RAW RECORDS:

§ §

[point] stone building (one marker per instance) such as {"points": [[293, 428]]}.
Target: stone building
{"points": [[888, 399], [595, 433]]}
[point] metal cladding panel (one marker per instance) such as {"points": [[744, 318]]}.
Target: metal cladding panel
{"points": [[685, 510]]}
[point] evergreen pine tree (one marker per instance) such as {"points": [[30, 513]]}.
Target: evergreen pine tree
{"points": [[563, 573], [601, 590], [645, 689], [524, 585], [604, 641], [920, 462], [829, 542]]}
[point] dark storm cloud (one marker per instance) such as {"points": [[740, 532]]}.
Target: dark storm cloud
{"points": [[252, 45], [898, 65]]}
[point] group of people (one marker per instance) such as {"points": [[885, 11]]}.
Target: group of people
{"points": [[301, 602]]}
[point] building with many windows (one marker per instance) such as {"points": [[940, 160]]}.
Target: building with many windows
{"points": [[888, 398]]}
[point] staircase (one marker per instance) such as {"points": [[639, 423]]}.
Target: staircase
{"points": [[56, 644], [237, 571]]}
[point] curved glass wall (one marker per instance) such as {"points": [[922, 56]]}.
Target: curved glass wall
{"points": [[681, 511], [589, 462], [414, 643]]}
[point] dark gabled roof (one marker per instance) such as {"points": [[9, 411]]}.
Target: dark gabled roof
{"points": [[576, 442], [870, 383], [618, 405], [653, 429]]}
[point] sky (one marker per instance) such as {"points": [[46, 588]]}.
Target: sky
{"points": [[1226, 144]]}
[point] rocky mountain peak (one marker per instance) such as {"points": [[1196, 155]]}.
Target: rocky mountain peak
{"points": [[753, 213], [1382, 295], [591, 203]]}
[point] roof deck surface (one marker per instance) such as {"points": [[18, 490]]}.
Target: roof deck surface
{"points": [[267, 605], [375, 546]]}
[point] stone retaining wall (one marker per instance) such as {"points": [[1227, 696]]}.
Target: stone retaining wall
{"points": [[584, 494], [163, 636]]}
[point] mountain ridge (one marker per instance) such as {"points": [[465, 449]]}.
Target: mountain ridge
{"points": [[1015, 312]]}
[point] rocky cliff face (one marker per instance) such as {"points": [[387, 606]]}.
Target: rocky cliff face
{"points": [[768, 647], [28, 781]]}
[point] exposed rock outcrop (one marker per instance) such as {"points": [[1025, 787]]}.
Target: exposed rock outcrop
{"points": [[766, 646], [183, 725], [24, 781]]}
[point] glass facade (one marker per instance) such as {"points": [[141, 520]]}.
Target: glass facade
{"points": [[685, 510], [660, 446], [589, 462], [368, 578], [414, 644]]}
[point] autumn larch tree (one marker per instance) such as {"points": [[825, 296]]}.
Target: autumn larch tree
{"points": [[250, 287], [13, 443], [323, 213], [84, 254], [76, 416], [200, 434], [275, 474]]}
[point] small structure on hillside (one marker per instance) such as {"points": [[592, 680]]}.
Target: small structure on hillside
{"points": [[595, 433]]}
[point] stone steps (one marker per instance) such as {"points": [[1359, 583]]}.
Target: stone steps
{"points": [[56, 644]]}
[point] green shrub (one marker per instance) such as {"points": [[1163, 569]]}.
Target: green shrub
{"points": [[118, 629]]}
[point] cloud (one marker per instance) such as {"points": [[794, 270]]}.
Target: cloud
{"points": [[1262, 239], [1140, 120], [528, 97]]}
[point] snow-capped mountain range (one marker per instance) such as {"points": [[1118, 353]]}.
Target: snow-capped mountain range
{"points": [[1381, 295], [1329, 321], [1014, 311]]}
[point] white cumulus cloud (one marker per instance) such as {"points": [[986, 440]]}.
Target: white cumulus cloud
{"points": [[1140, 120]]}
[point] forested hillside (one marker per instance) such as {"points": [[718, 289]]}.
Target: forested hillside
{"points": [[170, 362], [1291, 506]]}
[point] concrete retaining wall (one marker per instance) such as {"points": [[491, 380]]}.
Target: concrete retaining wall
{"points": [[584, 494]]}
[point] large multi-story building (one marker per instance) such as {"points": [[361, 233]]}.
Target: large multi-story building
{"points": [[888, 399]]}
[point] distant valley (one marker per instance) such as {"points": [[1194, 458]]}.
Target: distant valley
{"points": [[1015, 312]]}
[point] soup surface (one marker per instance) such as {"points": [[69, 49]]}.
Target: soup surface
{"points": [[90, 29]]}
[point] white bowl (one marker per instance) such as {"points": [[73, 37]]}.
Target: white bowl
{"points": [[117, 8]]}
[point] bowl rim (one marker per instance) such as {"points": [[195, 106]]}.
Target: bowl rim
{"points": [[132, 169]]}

§ §

WHAT TO DO: Reproduce the stretch of records from the line containing "[point] white bowl" through the end of the records, requests included, and offset every coordinate in the answers by adding 82 to it. Leave the requests and their sample coordinates unchanged.

EXERCISE SOLUTION:
[point] white bowl (one marker per instance) such as {"points": [[73, 37]]}.
Target: white bowl
{"points": [[199, 90]]}
[point] bowl rim (one marker per instance) such as {"points": [[195, 106]]}.
Target: bowl rim
{"points": [[214, 251]]}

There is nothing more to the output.